* Consigne donnée 1 *
Repérez dans la liste ci-dessous chaque ligne contenant le mot « jacket » et recopiez-la, en tenant compte de la casse.

J'habite dans le sud de la France au pied des Pyrénées. Notre grand fleuve ici, c'est la Garonne qui a sa source dans le Val d'Aran, en Espagne.
Le village le plus proche de l'autre côté de la frontière s'appelle Lés. La Garonne y passe et la route de France en ville s'appelle rue Saint-Jacques.
D'ailleurs, au centre, sur la façade d'un vieux café-bar se trouve une niche triangulaire qui abrite une statuette, une statuette de saint Jacques bien sûr !
Attendez, rien n'est sûr ! Lors de mon avant dernier passage, en septembre (2014) c'était un saint Jacques matamore et il y a quelques jours,
en octobre, un saint Jacques pèlerin !
À l'issue de la cruelle guerre civile qui ravagea l'Espagne de 1936 à 1939, de nombreux Espagnols du camp républicain vaincu se
réfugièrent en France,
notamment dans le sud toulousain. Mal traités par la République Française ils ne participèrent pas à sa défense en 1940.
Mal traités par le gouvernement de Vichy (comme "métèques") et l'occupant allemand, ils
furent nombreux à rallier les rangs de la Résistance et à rejoindre les maquis.
Pour les communistes, ce ne fut, naturellement, qu'après la rupture du pacte germano-soviétique en juin 1941.

* Consigne donnée 2 *
Reproduisez à l'identique le passage de l'extrait fourni ci-dessus situé entre « Le village le » et « Jacques pèlerin ! », bornes incluses.

* Entrées de données *

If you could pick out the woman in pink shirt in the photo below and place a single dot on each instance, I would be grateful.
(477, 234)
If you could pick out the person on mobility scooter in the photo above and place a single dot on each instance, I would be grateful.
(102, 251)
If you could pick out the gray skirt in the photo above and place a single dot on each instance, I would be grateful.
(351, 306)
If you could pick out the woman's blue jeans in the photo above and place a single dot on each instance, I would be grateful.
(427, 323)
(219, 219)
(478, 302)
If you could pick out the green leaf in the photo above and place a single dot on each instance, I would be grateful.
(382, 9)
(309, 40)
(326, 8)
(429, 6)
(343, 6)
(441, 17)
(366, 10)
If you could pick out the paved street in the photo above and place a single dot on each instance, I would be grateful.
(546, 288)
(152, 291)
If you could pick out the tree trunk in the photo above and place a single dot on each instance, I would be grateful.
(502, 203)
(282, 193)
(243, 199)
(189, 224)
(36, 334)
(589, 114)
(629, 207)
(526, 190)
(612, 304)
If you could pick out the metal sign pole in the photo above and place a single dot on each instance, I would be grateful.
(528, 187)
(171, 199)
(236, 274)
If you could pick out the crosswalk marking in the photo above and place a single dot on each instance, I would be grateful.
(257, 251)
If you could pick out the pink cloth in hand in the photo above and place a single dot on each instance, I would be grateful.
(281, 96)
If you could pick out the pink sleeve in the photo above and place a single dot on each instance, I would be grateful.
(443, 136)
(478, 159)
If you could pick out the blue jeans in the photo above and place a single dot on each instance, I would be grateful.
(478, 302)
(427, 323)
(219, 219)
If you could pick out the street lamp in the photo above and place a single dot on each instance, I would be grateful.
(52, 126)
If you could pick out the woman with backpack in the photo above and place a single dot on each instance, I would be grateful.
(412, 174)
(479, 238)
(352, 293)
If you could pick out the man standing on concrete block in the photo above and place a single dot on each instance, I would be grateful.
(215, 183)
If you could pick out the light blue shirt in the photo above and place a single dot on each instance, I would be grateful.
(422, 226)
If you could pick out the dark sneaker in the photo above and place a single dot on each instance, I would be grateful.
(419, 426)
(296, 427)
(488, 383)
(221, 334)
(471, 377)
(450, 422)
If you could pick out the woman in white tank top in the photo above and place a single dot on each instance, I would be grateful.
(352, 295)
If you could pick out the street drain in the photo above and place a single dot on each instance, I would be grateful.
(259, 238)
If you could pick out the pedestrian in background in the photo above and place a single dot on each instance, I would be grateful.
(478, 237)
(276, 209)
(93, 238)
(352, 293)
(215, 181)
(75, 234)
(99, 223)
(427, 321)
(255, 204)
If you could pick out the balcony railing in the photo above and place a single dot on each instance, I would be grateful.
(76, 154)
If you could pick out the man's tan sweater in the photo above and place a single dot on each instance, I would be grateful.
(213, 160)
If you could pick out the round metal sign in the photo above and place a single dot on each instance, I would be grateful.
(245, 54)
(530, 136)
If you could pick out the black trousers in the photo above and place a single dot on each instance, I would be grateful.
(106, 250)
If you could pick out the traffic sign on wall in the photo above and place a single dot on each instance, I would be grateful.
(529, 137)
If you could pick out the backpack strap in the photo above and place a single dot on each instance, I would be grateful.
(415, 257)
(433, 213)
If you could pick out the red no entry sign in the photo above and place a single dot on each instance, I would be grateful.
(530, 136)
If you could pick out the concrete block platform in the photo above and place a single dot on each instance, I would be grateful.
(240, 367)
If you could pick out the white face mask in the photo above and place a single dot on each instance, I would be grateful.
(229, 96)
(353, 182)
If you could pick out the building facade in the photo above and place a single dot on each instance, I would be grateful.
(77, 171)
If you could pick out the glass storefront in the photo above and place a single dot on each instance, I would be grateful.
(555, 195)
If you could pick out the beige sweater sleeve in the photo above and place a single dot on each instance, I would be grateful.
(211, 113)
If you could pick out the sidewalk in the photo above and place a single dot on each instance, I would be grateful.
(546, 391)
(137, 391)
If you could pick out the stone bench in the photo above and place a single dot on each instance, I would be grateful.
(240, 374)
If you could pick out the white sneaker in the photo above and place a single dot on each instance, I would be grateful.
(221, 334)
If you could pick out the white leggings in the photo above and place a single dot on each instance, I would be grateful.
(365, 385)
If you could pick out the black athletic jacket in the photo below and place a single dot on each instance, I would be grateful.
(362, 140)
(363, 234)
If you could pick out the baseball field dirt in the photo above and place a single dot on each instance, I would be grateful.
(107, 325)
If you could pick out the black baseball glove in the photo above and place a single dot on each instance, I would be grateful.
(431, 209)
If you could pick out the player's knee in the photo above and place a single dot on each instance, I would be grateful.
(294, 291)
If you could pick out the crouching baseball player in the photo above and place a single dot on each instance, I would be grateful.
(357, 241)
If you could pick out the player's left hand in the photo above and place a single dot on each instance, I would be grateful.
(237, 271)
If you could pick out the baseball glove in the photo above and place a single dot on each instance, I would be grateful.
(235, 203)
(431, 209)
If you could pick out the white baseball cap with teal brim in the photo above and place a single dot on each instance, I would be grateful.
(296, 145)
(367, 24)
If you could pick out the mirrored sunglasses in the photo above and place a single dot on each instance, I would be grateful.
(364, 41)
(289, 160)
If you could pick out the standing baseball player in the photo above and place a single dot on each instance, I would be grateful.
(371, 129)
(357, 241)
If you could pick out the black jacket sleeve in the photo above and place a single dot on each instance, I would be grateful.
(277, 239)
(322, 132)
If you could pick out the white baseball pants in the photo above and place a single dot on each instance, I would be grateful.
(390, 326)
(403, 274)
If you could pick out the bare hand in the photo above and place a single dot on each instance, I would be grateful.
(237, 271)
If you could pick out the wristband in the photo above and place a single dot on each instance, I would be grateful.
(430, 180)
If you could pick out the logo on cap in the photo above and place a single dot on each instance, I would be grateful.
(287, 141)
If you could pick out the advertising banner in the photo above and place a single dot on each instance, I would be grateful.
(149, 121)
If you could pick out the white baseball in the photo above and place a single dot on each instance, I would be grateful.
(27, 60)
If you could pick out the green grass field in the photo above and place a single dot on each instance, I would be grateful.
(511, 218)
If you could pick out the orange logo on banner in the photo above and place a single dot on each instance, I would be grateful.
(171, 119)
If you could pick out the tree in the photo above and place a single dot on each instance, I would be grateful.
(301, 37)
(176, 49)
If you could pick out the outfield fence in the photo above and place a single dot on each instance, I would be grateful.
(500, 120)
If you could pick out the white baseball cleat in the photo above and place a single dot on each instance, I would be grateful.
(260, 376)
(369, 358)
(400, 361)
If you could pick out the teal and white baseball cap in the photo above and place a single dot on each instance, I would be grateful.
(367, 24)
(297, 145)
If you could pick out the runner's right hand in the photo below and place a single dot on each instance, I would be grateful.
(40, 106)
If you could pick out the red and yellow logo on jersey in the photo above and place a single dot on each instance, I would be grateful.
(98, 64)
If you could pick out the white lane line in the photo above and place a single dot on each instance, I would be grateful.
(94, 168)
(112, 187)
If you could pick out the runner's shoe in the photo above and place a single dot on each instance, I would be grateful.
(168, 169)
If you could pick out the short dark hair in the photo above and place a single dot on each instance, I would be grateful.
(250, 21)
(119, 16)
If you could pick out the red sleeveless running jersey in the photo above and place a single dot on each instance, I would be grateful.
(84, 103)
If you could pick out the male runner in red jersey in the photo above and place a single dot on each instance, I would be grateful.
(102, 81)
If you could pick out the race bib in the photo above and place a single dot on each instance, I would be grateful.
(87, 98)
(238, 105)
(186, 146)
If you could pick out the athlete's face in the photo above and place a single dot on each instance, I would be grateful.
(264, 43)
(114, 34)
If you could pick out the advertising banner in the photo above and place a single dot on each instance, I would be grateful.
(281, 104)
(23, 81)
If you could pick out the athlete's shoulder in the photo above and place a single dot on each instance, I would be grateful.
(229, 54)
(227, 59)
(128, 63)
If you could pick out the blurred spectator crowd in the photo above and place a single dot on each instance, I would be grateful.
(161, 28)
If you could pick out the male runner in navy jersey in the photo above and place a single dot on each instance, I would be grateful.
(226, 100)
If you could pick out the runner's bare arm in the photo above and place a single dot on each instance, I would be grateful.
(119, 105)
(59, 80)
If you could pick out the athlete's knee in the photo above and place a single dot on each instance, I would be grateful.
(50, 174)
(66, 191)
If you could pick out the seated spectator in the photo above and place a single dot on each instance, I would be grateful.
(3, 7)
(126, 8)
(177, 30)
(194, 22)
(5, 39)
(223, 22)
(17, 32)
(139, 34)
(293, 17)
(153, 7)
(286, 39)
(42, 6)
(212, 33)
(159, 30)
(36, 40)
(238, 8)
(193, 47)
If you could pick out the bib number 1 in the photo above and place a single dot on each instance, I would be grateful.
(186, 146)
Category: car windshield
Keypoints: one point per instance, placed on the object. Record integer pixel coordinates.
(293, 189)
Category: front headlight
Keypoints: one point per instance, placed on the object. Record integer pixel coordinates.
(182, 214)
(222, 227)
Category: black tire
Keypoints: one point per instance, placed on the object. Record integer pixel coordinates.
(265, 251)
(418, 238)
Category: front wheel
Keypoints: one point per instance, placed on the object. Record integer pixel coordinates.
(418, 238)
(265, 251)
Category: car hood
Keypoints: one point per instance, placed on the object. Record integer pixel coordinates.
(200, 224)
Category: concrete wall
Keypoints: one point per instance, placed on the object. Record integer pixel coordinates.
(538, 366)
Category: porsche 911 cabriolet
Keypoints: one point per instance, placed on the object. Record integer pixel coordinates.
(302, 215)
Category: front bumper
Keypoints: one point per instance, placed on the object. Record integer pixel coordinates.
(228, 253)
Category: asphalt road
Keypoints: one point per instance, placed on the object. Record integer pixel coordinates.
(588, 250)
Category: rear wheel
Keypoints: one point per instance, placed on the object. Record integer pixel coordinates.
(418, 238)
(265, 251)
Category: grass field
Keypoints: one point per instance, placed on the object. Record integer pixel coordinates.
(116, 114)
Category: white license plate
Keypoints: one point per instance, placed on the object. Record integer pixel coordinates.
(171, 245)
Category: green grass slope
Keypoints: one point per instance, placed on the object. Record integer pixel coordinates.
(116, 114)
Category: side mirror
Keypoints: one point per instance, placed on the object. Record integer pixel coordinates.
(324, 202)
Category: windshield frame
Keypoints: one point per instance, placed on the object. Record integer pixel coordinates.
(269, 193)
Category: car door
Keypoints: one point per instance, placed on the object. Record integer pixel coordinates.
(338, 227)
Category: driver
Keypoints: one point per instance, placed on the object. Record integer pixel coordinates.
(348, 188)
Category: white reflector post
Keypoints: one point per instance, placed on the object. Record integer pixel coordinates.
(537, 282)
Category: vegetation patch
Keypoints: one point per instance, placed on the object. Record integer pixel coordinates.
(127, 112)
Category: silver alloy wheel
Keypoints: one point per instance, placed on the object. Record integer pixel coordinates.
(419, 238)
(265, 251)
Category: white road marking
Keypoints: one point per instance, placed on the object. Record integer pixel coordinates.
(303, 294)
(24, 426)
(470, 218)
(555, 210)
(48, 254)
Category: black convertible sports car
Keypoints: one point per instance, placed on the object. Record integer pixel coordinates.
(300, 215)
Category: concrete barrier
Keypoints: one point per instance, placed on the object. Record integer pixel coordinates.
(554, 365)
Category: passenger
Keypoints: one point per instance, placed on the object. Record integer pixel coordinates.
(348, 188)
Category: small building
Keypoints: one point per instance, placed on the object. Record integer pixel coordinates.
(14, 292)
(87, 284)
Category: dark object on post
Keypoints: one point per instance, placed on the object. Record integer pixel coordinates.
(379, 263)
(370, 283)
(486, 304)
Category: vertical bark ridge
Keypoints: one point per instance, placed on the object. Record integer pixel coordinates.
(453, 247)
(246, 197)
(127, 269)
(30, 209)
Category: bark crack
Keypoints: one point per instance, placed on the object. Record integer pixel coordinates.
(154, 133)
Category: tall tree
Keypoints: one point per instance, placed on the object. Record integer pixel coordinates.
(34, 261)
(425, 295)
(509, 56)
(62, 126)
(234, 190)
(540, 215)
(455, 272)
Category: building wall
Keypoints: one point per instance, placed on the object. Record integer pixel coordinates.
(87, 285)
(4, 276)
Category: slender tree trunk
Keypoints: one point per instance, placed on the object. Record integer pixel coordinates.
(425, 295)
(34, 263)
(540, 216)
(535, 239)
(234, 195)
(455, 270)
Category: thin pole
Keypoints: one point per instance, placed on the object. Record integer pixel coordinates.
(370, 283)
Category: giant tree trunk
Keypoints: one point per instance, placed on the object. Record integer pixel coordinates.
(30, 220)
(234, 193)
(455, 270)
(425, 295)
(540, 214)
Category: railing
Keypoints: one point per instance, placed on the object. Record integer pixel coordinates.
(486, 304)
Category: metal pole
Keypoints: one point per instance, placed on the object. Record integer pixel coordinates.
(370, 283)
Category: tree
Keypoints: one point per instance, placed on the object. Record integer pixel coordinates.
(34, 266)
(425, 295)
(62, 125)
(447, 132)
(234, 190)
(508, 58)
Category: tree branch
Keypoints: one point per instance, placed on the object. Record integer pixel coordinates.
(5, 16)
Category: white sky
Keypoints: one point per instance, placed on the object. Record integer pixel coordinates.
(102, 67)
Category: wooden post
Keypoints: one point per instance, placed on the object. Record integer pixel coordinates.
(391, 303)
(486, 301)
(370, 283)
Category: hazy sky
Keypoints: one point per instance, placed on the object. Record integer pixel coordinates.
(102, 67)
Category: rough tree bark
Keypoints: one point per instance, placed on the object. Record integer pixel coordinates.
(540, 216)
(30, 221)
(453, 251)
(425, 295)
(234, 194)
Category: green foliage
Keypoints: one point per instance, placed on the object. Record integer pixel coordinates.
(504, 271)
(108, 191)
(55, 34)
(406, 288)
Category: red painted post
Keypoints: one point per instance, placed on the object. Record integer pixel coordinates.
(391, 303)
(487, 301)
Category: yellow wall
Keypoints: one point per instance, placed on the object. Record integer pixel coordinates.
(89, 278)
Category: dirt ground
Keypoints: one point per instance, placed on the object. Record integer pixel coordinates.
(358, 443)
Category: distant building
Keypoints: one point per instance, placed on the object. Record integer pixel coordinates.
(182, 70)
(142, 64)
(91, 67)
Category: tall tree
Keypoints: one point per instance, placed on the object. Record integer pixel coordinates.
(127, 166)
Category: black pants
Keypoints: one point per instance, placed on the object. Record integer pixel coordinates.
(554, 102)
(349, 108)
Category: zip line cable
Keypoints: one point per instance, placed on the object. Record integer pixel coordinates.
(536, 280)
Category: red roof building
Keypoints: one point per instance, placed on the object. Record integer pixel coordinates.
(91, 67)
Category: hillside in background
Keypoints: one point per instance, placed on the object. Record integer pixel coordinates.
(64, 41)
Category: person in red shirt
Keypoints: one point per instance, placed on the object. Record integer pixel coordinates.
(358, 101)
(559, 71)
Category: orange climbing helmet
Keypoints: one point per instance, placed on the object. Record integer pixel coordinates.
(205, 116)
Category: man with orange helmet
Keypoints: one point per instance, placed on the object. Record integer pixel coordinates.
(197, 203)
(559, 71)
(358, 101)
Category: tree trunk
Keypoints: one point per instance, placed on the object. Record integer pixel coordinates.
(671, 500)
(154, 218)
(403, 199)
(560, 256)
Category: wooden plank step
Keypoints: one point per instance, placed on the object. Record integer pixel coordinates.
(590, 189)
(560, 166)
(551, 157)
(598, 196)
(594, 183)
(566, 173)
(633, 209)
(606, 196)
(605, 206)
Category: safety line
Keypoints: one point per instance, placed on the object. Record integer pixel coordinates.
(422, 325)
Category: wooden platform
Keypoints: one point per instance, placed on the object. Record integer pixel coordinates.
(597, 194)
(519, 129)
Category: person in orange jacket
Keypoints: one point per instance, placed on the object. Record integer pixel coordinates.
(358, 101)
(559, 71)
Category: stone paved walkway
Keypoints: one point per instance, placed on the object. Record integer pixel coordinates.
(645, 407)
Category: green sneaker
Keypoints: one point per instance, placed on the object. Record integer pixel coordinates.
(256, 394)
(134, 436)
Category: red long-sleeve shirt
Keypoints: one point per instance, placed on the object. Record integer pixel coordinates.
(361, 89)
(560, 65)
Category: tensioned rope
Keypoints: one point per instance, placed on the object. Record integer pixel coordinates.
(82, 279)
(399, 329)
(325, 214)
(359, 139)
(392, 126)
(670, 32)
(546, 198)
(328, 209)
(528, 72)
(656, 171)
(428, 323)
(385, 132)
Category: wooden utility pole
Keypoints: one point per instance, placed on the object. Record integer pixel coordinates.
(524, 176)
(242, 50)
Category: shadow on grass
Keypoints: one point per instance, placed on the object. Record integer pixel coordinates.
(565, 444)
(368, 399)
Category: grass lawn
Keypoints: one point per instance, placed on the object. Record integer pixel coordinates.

* Réponse finale 1 *
If you could pick out the black athletic jacket in the photo below and place a single dot on each instance, I would be grateful.
If you could pick out the black jacket sleeve in the photo above and place a single dot on each instance, I would be grateful.
Category: person in orange jacket

* Réponse finale 2 *
Le village le plus proche de l'autre côté de la frontière s'appelle Lés. La Garonne y passe et la route de France en ville s'appelle rue Saint-Jacques.
D'ailleurs, au centre, sur la façade d'un vieux café-bar se trouve une niche triangulaire qui abrite une statuette, une statuette de saint Jacques bien sûr !
Attendez, rien n'est sûr ! Lors de mon avant dernier passage, en septembre (2014) c'était un saint Jacques matamore et il y a quelques jours,
en octobre, un saint Jacques pèlerin !